### Exercise description
Copy all entries exactly.
START Dataset extract
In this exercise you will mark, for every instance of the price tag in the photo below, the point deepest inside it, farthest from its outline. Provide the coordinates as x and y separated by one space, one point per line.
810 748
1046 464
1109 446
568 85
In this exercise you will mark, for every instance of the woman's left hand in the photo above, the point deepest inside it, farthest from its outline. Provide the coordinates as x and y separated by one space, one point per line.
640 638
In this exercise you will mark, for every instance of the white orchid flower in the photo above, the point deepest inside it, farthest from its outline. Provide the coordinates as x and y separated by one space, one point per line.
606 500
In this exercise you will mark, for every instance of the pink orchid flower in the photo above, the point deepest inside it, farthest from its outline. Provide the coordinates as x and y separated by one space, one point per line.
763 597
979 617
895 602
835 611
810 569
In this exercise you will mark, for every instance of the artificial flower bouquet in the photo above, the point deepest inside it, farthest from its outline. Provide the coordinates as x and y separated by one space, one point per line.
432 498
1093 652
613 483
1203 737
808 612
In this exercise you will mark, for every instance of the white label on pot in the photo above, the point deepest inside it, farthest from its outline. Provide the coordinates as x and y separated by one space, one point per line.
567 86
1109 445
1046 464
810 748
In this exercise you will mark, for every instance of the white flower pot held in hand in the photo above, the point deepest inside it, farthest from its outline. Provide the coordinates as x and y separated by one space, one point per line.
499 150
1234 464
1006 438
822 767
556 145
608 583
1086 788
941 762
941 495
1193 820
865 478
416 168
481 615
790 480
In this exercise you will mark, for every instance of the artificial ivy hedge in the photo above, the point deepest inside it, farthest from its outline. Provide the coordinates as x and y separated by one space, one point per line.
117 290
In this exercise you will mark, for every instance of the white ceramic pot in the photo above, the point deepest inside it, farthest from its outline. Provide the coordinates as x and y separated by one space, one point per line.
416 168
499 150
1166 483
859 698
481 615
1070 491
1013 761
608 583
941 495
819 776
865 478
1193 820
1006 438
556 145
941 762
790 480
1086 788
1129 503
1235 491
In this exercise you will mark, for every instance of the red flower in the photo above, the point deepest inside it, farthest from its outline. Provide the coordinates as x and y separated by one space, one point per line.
END Dataset extract
### Answer to this task
In this exercise you will mark, for every instance of the price tag in the photo below, the point deepest inside it, farthest from its outline. Provide the coordinates as x and y separated by one space, one point per line.
810 748
1046 464
1109 446
568 85
In this exercise you will mark, for every instance of the woman's left hand in the photo above, the point deepest inside it, farthest from its outline. Provide the coordinates as x and y separated by one space, one point per line.
640 638
In this exercise you will mark, for every instance of the white orchid flower in the photo above, the point deepest inside it, farthest from its outline. Provide the coordinates as x and y separated by one space, one point per line.
606 500
In this exercise you will mark, for every instance of the pink orchid flower in the photo above, the point deepest inside it, farthest from its outline. Provide the coordinates as x and y separated by one space, one point per line.
763 597
979 617
895 602
835 611
810 569
In this exercise you will mark, for every instance of the artificial flower bouquet in the photo above, the point deepest inside it, farthest from its outline. Provide the coordinates as x and y separated by one space, one point per line.
432 498
1093 652
613 483
1203 737
808 612
In this exercise you will mark, for every instance of the white label on pot in the photo above, the point deepest inside it, farthest from its outline. Provide the coordinates as x and y separated by one space, one point per line.
567 86
1109 445
1046 464
810 748
In this exercise you will mark, for every instance of the white flower pot held in hand in the photo above, the point deepest inside it, farthest from its outline. Provide the coordinates as x and y separated by one space, one point per line.
499 150
1234 464
1006 438
822 767
556 145
608 583
1086 788
941 762
941 495
1193 820
865 478
416 168
481 615
790 480
In this exercise you will mark, for every instance of the artificial ivy hedge in the photo above, the point deepest inside it, farthest from its outline. Provide the coordinates as x and y separated by one space, one point per line.
117 290
In this exercise you will mark, for every instance of the white ceramic pot in the photo above, the point deepest inside it, farthest from its outline. Provide the coordinates as x and y separated by one space, one point per line.
416 168
499 150
1166 483
859 698
481 615
1070 491
1013 761
608 583
941 495
819 776
865 478
1193 820
1006 438
556 145
941 762
790 480
1086 788
1129 503
1235 491
In this exercise you will mark, for every instance of the red flower in the photo above, the point deepest inside it, farthest from its outline. Provide the coordinates as x and y separated by one space, one point per line.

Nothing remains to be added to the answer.